#### Exercise requirements:
The reply should consist of the full listing, written out exactly.

#### The data:

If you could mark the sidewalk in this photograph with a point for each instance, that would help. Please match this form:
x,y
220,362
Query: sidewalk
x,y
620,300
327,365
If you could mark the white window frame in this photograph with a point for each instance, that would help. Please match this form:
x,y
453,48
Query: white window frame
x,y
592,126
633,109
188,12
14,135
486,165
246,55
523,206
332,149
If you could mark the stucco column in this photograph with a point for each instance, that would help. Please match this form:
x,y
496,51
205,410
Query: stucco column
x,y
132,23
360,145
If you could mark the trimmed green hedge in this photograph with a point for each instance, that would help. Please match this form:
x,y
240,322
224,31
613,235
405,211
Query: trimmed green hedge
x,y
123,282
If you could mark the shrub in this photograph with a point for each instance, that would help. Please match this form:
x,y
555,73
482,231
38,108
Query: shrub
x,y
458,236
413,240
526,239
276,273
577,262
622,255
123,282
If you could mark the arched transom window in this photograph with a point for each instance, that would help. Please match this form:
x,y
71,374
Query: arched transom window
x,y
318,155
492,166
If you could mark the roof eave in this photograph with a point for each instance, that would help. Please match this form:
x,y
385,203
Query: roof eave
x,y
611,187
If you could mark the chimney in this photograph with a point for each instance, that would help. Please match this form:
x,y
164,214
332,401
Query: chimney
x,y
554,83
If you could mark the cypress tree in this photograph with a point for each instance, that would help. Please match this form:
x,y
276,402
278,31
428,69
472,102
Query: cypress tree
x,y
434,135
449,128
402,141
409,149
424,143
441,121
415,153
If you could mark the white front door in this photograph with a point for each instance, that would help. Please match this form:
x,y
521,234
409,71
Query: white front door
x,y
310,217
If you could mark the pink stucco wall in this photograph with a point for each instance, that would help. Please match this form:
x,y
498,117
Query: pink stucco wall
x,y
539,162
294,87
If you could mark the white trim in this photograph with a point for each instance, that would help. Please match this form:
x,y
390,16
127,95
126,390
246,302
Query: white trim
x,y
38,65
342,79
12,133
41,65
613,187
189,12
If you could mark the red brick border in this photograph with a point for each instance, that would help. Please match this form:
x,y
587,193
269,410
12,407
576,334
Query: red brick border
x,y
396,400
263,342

#### Your response:
If you could mark the sidewalk in this photograph with a point for each instance, that would help. Please match this form:
x,y
220,362
Query: sidewalk
x,y
620,300
327,365
If you could mark the white window frame in this photograph with a point for each instance, that would help. Please match this form:
x,y
453,48
Query: white window frame
x,y
592,126
633,109
188,12
14,135
486,165
246,55
523,206
332,149
If you could mark the stucco column in this photograph with a point for each instance, that would help. Please match this form:
x,y
496,51
205,410
Query: stucco column
x,y
132,23
360,145
If you could mark the trimmed green hedge in this photograph with a point for each instance, that would help. Please match this form:
x,y
240,322
224,31
613,235
405,211
Query: trimmed green hedge
x,y
123,282
If you could mark the shrub in this photograph with a point for each instance, that would help. Please match this form:
x,y
555,73
482,231
38,108
Query: shrub
x,y
458,236
413,240
526,239
276,273
577,262
622,255
123,282
If you could mark the arched transom window in this photograph with a point for each instance, that would help. Please match this form:
x,y
71,374
Query: arched transom window
x,y
318,155
492,166
If you could mark the roof eave in this photograph with a point for each instance, that would help. Please match this form:
x,y
385,203
Query: roof eave
x,y
611,187
If you could mark the chimney in this photograph with a point for each instance, that would help. Please match this form:
x,y
164,214
332,401
Query: chimney
x,y
554,83
If you could mark the cypress tree in this photograph with a point for each instance, that would help. Please match this form:
x,y
276,402
278,31
428,69
472,102
Query: cypress tree
x,y
434,135
449,128
402,141
409,149
424,143
441,121
415,153
If you could mark the white front door in this photograph with a point for each instance, that would help. Please match this form:
x,y
521,234
409,71
Query: white front door
x,y
310,217
If you could mark the pink stucco wall in this photograph with a point for each instance, that would help. Please match this form:
x,y
498,117
Query: pink stucco wall
x,y
539,162
294,87
If you could mark the white trim in this photograph with a point for each instance, that would help. Please match this form:
x,y
390,16
127,95
126,390
246,302
Query: white trim
x,y
38,65
342,79
12,133
41,65
613,187
189,12
If you could mark the red brick border in this photograph with a point for each instance, that would help. Please match this form:
x,y
587,193
269,410
12,407
576,334
Query: red brick border
x,y
396,400
263,342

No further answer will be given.